> Exercises
**a.** In the extract on sheet conveyance, where is the sheet P sent after the toner images are transferred onto it?
**b.** Copy the extract on sheet conveyance from "When the image forming apparatus" to "the pair of discharge rollers 270.", renaming "sheet P" as "sheet S" throughout.

— START OF Extract to read —

The sheets P of recording medium (unshown) stored in a cassette 210
in a main assembly 1001A of the image forming apparatus 1001
(hereafter will be referred to as image forming apparatus main
assembly 1001A) are delivered one by one to a roller 260 by the
rotation of a roller 230, or the sheet P of recording medium set in
a manual feeder tray 220, with which the image forming apparatus
main assembly 1001A is provided, are delivered to the roller 260 by
the rotation of a roller 240, by way of a roller 250. Then, the
sheet P is conveyed by the rotation of the roller 240 to the
secondary transfer nip formed by a combination of the belt 160 and
the secondary transferring member 170. After the toner images are
transferred onto the sheet P in the secondary transferring portion,
the sheet P is sent to a fixing apparatus 100 as a fixing portion,
in which the toner images are thermally fixed to the sheet P. After
the sheet P is moved out of the fixing apparatus 100, the sheet P
is moved past a flapper 290, and is discharged into a delivery tray
280 by the rotation of a pair of discharge rollers 270.
The printing operation described above is the one that is carried
out by the image forming apparatus 1001 when the image forming
apparatus 1001 is in the one-sided printing mode.
When the image forming apparatus 1001 is in the two-sided printing
mode, the image forming apparatus 1001 is switched in recording
conveyance passage by a flapper 290, so that the sheet P is
conveyed to a pair of rollers 300. After the sheet P is conveyed to
the pair of rollers 300, the sheet P is conveyed backward by the
pair of rollers 300, and is moved past the rollers 250 and 260,
secondary transferring portion, and the fixing apparatus 100. Then,
the sheet P is discharged into the delivery tray 280 by the
rotation of the pair of discharge rollers 270.

— END OF Extract to read —
— START OF Data lines —

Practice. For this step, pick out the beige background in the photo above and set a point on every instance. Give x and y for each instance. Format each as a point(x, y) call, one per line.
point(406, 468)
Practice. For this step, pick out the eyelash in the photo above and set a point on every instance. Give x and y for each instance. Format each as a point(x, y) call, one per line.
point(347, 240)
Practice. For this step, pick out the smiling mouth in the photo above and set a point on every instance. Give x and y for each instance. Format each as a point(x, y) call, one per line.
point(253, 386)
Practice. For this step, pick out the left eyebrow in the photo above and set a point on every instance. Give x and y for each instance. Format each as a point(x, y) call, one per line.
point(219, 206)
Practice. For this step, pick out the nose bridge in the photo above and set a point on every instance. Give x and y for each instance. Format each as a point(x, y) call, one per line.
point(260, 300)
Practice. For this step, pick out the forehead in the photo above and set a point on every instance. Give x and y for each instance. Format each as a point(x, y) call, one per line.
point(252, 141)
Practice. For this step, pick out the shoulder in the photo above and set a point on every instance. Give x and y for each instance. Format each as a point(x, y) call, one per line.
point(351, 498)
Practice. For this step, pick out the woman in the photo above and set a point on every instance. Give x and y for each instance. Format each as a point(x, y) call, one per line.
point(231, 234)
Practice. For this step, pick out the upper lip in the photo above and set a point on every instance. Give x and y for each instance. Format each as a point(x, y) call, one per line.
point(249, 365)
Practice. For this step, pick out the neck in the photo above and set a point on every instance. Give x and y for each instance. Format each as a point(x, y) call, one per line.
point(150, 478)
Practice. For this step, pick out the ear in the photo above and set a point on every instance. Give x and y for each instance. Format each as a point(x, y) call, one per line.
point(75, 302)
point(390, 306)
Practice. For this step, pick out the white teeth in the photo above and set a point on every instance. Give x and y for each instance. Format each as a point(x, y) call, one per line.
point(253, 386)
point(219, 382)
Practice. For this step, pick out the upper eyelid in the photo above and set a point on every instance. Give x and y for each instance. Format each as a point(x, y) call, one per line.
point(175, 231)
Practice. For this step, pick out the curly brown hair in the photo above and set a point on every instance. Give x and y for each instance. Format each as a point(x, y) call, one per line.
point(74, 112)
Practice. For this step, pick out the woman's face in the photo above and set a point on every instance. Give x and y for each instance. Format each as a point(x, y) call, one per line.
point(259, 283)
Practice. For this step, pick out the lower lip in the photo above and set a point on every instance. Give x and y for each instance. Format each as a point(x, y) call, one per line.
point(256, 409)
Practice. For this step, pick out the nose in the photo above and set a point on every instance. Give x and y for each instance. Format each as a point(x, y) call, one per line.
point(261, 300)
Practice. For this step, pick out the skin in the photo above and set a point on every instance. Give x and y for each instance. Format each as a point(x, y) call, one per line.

— END OF Data lines —

> Solutions
**a.** To a fixing apparatus 100, which serves as a fixing portion.

**b.**
When the image forming apparatus 1001 is in the two-sided printing
mode, the image forming apparatus 1001 is switched in recording
conveyance passage by a flapper 290, so that the sheet S is
conveyed to a pair of rollers 300. After the sheet S is conveyed to
the pair of rollers 300, the sheet S is conveyed backward by the
pair of rollers 300, and is moved past the rollers 250 and 260,
secondary transferring portion, and the fixing apparatus 100. Then,
the sheet S is discharged into the delivery tray 280 by the
rotation of the pair of discharge rollers 270.